Provided material:
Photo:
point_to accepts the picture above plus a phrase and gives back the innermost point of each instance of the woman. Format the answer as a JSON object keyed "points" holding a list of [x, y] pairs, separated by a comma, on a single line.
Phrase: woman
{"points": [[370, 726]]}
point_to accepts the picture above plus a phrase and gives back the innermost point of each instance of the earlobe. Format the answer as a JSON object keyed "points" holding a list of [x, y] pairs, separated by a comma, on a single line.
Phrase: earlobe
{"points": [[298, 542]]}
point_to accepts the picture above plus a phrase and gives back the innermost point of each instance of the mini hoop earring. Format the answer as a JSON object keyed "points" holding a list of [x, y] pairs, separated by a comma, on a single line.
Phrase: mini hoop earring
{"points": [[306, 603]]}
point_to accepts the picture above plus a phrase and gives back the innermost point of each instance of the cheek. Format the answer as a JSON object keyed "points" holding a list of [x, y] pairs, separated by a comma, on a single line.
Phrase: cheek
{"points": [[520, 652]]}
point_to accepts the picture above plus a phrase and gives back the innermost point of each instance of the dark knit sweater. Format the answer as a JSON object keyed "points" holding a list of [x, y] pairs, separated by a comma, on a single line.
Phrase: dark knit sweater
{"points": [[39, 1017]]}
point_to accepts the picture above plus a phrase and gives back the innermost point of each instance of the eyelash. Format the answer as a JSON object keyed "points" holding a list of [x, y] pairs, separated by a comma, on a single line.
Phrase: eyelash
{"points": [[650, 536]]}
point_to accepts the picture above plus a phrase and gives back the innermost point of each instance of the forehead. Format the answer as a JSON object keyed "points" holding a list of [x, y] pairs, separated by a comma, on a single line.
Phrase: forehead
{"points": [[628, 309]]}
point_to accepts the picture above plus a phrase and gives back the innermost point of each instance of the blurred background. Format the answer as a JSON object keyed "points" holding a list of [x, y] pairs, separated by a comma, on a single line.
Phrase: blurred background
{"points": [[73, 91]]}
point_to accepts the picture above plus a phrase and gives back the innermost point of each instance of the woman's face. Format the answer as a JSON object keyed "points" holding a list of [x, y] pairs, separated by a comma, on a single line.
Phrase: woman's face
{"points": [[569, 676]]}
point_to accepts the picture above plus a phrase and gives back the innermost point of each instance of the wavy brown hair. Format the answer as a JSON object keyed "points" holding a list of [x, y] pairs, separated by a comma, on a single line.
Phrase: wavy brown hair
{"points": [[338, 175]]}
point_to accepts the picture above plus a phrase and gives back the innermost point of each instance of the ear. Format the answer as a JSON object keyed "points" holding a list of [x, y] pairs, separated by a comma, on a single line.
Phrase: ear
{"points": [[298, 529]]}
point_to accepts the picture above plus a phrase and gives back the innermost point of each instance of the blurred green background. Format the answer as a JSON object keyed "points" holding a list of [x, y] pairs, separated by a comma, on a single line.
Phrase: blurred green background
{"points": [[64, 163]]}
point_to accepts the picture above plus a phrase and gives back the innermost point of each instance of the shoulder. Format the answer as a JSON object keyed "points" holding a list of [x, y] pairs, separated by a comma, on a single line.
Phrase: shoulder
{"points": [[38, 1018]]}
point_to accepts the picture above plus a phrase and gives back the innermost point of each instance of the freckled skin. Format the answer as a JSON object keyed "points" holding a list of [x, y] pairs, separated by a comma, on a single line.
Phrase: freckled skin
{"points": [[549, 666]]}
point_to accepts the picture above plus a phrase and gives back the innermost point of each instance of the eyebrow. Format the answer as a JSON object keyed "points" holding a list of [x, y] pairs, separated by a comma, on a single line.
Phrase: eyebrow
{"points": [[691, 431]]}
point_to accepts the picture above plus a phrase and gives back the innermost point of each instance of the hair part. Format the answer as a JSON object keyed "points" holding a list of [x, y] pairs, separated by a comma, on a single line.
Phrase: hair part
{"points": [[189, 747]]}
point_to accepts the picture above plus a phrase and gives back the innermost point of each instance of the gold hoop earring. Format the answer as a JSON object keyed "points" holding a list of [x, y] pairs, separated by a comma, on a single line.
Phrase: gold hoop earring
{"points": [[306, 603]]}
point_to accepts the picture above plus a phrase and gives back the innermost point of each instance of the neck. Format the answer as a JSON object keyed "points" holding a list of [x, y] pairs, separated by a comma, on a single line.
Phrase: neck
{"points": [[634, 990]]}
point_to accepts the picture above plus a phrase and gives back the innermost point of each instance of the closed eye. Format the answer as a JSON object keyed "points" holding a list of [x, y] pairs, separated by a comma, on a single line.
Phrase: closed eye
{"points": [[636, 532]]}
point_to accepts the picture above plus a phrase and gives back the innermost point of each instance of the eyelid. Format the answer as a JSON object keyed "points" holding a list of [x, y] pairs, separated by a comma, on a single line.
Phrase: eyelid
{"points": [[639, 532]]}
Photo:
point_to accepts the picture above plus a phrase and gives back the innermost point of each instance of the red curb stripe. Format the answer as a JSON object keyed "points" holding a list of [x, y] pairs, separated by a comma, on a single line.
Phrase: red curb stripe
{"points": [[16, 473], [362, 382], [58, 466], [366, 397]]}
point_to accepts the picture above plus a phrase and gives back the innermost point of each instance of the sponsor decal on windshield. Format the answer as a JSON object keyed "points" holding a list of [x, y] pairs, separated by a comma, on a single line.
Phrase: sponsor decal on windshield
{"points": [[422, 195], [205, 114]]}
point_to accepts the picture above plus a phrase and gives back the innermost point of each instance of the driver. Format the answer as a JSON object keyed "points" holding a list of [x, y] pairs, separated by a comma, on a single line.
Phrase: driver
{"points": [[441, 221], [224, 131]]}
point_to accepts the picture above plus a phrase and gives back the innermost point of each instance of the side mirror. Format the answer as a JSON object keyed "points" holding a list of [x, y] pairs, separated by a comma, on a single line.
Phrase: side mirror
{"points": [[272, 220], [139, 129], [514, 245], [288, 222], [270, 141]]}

Work to be completed: All entries must come back exactly as they were written.

Solution:
Photo:
point_to accepts the picture above plus a phrase and gives back the innermost point of each instance of the woman. Format the answer as a JSON object keyed "points" holding a list of [x, y] pairs, separated by a comma, on a single line.
Phrase: woman
{"points": [[370, 726]]}
point_to accepts the picture above plus a phrase and gives back the innermost point of each instance of the earlobe. Format the answer as a JSON object keyed "points" holding a list of [x, y] pairs, separated by a comma, on a single line.
Phrase: earlobe
{"points": [[298, 542]]}
point_to accepts the picture above plus a phrase and gives back the innermost point of each instance of the mini hoop earring. Format the answer as a JSON object keyed "points" holding a list of [x, y] pairs, separated by a comma, on a single line.
Phrase: mini hoop earring
{"points": [[306, 603]]}
point_to accepts the picture above plus a phrase and gives back the innermost point of each instance of the cheek. Format the answer as a JSON object keyed "points" holding a list of [x, y] pairs, separated by a comma, on a single line.
Phrase: cheek
{"points": [[520, 652]]}
point_to accepts the picture above plus a phrase and gives back the innermost point of each instance of the dark knit sweater. Format the answer as a JSON object keyed "points" holding a list of [x, y] pairs, separated by a comma, on a single line.
Phrase: dark knit sweater
{"points": [[39, 1017]]}
point_to accepts the picture above plus a phrase and gives back the innermost point of each instance of the eyelash. Format the answer as a JSON object keyed "points" holding a list of [x, y] pairs, separated by a comma, on a single line.
Phrase: eyelash
{"points": [[650, 536]]}
point_to accepts the picture above plus a phrase and gives back the innermost point of each instance of the forehead. Format the answer as a JSON object keyed "points" holding a list of [x, y] pairs, separated by a comma, on a single line.
Phrase: forehead
{"points": [[628, 309]]}
point_to accepts the picture above plus a phrase and gives back the innermost point of each instance of the blurred background. Format the answer as a JSON object keyed "points" holding a list of [x, y] pairs, separated by a comma, on a single line.
Phrase: blurred background
{"points": [[73, 91]]}
point_to accepts the picture above plus a phrase and gives back the innermost point of each instance of the woman's face. Format the answer as a JSON object keyed "points" holding a list of [x, y] pairs, separated by a comma, on a single line.
Phrase: woman's face
{"points": [[569, 676]]}
point_to accepts the picture above plus a phrase and gives back the innermost point of each instance of the wavy brown hair. Format the answer as a JSON object keyed "points" holding a list of [x, y] pairs, separated by a comma, on a single line.
Phrase: wavy brown hair
{"points": [[338, 175]]}
point_to accepts the picture above plus a phrase and gives back the innermost point of each instance of the ear. Format the answer as a JSON object keyed "points" holding a list of [x, y] pairs, separated by a comma, on a single line.
Phrase: ear
{"points": [[298, 529]]}
point_to accepts the picture above plus a phrase and gives back the innermost point of each instance of the blurred green background. Format the answer as a JSON object keyed "points" holding a list of [x, y] pairs, separated by a comma, on a single line.
Phrase: blurred green background
{"points": [[64, 163]]}
point_to accepts the picture above plus a phrase and gives back the innermost point of each instance of the shoulder. Format the answer as a JSON object keyed "points" holding a list of [x, y] pairs, separated by a comma, on a single line.
Phrase: shoulder
{"points": [[38, 1018]]}
point_to accepts the picture above plus a phrase and gives back the innermost point of each instance of the freckled skin. Format the answer as a JSON object keyed "points" holding a list of [x, y] pairs, separated by a comma, on a single line.
Phrase: freckled skin
{"points": [[549, 666]]}
point_to accepts the picture above plus a phrase and gives back the innermost point of each instance of the eyebrow. Format the answer as a JSON object keyed "points" holding a list of [x, y] pairs, separated by a comma, on a single line.
Phrase: eyebrow
{"points": [[691, 431]]}
point_to accepts the picture above plus a phrase and gives back the innermost point of each instance of the hair part. Format the answer as a JSON object keyed "points" holding a list of [x, y] pairs, separated by a comma, on a single line.
Phrase: hair part
{"points": [[189, 747]]}
point_to accepts the picture above plus a phrase and gives back the innermost point of each instance of the gold hoop earring. Format the answer as a JSON object keyed "points" holding a list of [x, y] pairs, separated by a comma, on a single line.
Phrase: gold hoop earring
{"points": [[306, 603]]}
point_to accepts the picture above plus a phrase and gives back the innermost point of each instance of the neck. Format the answer as a JSON object keyed "points" holding a list of [x, y] pairs, separated by a comma, on a single line.
Phrase: neck
{"points": [[634, 990]]}
point_to accepts the picture above plus a phrase and gives back the innermost point of each instance of the closed eye. Format the answer as a JSON object keyed "points" holding a list of [x, y] pairs, separated by a comma, on a single line.
Phrase: closed eye
{"points": [[636, 532]]}
point_to accepts the picture above plus a phrase and gives back the innermost point of each instance of the eyelid. Format the answer as a JSON object keyed "points" holding a list of [x, y] pairs, separated by a comma, on a single line.
Phrase: eyelid
{"points": [[639, 532]]}
Photo:
point_to accepts the picture above plus a phrase and gives back the innermost point of each instance of the red curb stripe. Format the answer as a JSON object keyed "points" holding a list of [x, y] pairs, separated by a comma, on a single line.
Phrase: red curb stripe
{"points": [[16, 473], [362, 382], [58, 466], [366, 397]]}
point_to accepts the picture above plus a phrase and gives back the innermost point of each instance of the sponsor decal on windshield. Format the answer as a JSON object keyed "points" holding a list of [x, y] pairs, separated by a comma, on a single line.
Phrase: sponsor decal on windshield
{"points": [[422, 195], [205, 114]]}
point_to accepts the picture above plus a phrase and gives back the innermost point of each instance of the driver. Format the answer as a JSON object keyed "points" holding a list of [x, y] pairs, separated by a comma, on a single line.
Phrase: driver
{"points": [[441, 221], [224, 131]]}
point_to accepts the picture above plus a phrase and gives back the innermost point of each instance of the side mirror. Format the answer as a JSON object keyed "points" holding a list of [x, y] pairs, separated by a comma, on a single line.
Phrase: side mirror
{"points": [[272, 220], [139, 129], [514, 245], [288, 222], [270, 141]]}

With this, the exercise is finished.